▸ **TASKS**:
A. Using the passage below about The Salmon of Doubt, answer each of these:
(i) Which publisher released the book in the US?
(ii) Which book preceded it?
(iii) Which Irish myth does its title reference?
B. Write the next paragraph of the passage below about The Salmon of Doubt, starting after its final sentence.

▸ **SOURCE PASSAGE**:
The Salmon of Doubt
- Front cover from the first UK hardcover edition
- Author: Douglas Adams
- Language: English
- Series: Dirk Gently, The Hitchhiker's Guide to the Galaxy
- Genre: Humour Science fiction novel
- Publisher: UK: William Heinemann Ltd., US: Pocket Books
- Publication date: 11 May 2002
- Publication place: United Kingdom
- Media type: Print (Paperback and Hardcover), Audiobook (cassette and compact disc)
- Pages: 326 (paperback edition)
- ISBN: 0-330-32312-1
- OCLC: 59464153
- Preceded by: The Long Dark Tea-Time of the Soul

= The Salmon of Doubt =

2002 English-language book by Douglas Adams

The Salmon of Doubt: Hitchhiking the Galaxy One Last Time is a posthumous collection of previously published and unpublished material by Douglas Adams. It consists largely of essays, interviews, and newspaper/magazine columns about technology and life experiences, but its major selling point is the inclusion of the incomplete novel on which Adams was working at the time of his death, The Salmon of Doubt (from which the collection gets its title, a reference to the Irish myth of the Salmon of Knowledge). English editions of the book were published in the United States and UK on 11 May 2002, exactly one year after the author's death.

▸ **ITEMS**:
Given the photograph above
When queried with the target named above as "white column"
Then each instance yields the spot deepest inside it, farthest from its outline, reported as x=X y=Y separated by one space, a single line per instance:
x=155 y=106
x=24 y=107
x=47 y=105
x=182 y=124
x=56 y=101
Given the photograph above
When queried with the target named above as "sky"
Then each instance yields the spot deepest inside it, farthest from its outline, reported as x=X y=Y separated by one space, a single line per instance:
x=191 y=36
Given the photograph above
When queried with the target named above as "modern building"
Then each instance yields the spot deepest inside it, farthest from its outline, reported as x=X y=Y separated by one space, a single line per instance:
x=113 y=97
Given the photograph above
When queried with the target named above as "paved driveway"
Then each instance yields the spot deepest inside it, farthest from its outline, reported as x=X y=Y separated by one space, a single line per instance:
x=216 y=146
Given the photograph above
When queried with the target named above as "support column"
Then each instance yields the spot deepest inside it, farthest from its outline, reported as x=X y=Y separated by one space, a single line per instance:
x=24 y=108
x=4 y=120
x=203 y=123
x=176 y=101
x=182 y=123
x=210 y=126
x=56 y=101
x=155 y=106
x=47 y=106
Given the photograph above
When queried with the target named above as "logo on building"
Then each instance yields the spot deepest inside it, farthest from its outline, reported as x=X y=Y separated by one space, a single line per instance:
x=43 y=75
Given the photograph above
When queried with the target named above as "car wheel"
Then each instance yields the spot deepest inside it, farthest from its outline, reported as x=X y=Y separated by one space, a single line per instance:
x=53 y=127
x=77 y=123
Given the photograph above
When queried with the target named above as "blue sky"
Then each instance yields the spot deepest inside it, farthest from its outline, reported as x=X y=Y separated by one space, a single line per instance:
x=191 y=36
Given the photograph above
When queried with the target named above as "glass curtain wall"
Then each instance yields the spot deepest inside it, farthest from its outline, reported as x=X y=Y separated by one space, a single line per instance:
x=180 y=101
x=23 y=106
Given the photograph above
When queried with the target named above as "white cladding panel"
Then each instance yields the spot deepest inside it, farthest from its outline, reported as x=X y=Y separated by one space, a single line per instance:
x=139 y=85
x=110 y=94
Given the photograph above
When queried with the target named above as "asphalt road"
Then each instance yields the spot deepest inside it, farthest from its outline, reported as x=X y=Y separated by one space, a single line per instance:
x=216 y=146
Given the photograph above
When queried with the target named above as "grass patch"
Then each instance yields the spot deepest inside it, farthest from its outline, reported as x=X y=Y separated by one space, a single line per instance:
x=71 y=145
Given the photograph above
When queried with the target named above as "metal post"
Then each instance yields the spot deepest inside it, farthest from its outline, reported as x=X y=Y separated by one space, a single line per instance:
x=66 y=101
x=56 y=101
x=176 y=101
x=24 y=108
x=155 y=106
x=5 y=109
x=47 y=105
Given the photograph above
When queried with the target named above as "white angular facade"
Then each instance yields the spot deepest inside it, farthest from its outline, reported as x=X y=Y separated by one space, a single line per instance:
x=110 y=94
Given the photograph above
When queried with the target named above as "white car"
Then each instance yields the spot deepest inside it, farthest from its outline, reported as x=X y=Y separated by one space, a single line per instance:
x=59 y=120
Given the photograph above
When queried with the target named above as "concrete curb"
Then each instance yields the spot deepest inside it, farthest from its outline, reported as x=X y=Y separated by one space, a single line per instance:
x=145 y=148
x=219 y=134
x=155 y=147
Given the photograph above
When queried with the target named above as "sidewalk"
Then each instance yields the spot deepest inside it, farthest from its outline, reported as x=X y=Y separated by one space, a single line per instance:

▸ **SOLVED PROBLEMS**:
A.
(i) Pocket Books
(ii) The Long Dark Tea-Time of the Soul
(iii) The Salmon of Knowledge

B.
==Original intention==
The Salmon of Doubt was originally intended to be a Dirk Gently novel. The plot, set a few weeks after the events in The Long Dark Tea-Time of the Soul, involves Dirk Gently refusing to help find the missing half of a cat, receiving large amounts of money from an unknown client, and then flying to the United States. Dirk pays a visit to Kate Schechter (who had first appeared in The Long Dark Tea-Time of the Soul) and tells her that prior to the potential client, he had been so bored that he had started a habit of dialling his own phone number and discovered he'd answered his own calls.
A faxed summary reprinted before the text mentions travelling "through the nasal membranes of a rhinoceros, to a distant future dominated by estate agents and heavily armed kangaroos."

The version in the published book was described as the strongest content from several unfinished drafts that were written.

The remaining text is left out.